▶ **About this task**: From the top of the entries below through the line containing "[[13,77],[46,104],[44,57]]", return every line exactly as written, please, and stop there.

▶ **Material shown**:
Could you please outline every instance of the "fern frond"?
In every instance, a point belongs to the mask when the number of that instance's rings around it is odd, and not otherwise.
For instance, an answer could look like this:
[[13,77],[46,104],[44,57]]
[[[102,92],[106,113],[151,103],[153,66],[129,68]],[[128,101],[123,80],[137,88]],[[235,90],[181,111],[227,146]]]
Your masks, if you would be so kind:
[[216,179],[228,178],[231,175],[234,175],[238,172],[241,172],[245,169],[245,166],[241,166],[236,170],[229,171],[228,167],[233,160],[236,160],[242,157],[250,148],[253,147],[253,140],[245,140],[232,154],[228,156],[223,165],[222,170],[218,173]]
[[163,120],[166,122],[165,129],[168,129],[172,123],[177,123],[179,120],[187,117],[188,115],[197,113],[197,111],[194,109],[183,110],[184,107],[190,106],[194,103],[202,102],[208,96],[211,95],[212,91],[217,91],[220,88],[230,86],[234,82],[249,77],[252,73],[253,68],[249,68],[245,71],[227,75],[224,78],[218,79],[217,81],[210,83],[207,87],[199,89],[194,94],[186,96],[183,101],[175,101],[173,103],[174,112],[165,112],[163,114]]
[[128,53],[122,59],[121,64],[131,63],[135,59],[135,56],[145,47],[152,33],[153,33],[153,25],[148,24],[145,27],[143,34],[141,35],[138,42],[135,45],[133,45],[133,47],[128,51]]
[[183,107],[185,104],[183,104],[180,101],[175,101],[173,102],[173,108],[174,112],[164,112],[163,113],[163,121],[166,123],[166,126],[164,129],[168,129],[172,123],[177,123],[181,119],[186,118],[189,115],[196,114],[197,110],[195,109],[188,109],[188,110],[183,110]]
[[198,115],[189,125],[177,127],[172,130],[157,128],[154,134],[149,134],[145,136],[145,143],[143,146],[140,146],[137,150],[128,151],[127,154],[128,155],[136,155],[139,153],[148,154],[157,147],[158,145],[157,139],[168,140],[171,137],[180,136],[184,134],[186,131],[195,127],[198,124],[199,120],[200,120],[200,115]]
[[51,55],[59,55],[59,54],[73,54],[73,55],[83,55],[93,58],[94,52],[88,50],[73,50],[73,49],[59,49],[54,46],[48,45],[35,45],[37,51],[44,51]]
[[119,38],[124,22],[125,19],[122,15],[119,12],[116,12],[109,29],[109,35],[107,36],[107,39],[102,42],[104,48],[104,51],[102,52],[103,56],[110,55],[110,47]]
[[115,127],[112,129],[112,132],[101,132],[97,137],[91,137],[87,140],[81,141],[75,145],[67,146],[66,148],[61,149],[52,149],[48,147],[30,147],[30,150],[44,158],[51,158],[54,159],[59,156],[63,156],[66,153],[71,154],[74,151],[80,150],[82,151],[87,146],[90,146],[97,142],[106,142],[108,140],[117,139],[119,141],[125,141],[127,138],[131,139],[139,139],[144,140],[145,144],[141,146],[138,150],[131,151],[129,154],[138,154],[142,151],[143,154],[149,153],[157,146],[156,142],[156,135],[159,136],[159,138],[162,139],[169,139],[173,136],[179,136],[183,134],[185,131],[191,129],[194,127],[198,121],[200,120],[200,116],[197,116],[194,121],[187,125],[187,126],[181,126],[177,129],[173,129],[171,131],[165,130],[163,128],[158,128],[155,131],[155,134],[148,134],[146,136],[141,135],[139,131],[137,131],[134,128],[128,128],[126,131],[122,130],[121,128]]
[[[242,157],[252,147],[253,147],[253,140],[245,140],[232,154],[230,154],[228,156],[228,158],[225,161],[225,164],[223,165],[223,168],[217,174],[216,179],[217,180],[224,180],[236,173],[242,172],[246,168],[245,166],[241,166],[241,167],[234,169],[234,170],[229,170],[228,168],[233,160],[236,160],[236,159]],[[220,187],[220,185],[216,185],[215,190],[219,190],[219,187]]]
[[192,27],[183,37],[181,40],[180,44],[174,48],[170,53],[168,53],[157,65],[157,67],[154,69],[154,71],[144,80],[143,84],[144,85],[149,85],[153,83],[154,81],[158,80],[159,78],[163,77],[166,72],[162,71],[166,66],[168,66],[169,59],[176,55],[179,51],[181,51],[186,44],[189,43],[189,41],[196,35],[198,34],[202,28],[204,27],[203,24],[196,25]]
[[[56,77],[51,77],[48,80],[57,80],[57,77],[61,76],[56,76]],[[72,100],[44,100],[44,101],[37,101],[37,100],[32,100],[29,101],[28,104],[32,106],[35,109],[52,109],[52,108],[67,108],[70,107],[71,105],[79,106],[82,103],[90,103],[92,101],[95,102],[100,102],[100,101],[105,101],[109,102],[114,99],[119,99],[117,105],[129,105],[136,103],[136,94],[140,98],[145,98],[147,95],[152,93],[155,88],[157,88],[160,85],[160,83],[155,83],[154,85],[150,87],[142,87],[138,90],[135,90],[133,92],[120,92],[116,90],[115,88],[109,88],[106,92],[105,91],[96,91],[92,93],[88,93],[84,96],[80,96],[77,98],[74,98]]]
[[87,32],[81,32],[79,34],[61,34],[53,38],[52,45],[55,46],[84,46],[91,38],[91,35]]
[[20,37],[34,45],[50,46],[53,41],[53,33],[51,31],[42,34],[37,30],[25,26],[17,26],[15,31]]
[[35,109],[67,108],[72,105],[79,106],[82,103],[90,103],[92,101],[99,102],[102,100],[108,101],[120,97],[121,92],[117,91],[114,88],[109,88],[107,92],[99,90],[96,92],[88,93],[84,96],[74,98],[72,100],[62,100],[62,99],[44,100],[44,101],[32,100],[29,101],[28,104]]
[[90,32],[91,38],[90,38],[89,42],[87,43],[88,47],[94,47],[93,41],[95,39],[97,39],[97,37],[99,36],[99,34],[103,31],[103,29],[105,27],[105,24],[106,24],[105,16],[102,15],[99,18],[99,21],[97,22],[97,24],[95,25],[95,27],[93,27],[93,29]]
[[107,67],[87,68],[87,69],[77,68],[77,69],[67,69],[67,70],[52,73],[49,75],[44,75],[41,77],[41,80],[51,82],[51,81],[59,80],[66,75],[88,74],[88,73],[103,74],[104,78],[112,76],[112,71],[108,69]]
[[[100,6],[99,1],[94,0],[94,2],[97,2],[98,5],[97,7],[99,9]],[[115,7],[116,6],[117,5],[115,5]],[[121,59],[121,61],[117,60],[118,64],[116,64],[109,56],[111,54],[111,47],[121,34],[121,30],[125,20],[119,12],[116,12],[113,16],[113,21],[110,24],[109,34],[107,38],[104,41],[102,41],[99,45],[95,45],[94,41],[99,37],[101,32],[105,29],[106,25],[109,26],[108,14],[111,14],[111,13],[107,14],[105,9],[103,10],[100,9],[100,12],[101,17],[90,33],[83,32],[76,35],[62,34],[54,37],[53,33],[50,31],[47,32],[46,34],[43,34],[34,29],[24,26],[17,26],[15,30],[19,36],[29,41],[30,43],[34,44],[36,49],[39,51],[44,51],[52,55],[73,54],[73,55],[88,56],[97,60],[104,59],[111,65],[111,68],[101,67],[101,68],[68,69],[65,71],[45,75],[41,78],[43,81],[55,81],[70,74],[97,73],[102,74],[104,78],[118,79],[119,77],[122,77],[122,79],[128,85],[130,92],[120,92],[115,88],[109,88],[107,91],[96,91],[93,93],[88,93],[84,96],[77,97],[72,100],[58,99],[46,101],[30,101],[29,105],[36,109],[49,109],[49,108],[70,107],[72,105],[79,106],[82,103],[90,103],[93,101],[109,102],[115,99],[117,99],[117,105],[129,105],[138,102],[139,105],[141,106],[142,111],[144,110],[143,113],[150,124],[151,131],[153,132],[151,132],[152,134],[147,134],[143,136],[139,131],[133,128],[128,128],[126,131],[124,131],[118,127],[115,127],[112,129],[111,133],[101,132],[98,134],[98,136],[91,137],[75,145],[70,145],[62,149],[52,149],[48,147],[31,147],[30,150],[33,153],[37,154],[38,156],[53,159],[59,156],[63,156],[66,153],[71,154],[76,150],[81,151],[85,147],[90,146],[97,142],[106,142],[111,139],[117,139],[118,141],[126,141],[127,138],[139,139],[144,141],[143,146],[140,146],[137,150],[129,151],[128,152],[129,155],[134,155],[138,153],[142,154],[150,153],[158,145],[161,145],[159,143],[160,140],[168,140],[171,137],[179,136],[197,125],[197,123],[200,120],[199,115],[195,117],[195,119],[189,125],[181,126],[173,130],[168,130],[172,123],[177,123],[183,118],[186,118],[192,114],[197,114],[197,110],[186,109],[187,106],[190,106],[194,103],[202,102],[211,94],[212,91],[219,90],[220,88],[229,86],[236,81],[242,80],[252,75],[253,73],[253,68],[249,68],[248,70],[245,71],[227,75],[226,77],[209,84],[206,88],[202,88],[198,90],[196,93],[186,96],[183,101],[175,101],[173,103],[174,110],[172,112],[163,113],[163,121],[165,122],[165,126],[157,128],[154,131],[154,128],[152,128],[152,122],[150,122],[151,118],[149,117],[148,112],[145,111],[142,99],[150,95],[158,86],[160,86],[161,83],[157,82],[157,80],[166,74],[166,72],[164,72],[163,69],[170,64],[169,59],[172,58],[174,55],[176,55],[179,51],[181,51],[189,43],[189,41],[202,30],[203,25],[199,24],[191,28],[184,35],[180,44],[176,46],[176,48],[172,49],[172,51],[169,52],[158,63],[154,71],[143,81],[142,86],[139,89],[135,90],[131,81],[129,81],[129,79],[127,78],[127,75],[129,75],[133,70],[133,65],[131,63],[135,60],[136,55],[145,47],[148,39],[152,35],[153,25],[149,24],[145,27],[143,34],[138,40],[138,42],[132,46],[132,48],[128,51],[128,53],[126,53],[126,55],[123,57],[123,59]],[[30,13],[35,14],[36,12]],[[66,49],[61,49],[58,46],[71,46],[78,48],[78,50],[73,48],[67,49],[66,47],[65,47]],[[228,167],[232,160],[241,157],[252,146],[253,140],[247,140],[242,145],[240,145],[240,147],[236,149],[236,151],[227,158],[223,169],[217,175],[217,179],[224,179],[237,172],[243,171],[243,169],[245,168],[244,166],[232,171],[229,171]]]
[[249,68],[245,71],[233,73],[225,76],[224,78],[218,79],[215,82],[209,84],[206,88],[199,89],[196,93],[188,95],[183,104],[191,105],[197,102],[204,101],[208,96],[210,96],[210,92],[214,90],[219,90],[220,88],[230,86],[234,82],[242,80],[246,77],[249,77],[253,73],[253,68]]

▶ **Answer below**:
Could you please outline every instance of the "fern frond"?
In every instance, a point belongs to the mask when the number of that instance's rings around it is odd, and not otherwise.
For instance, an answer could look like this:
[[13,77],[46,104],[44,57]]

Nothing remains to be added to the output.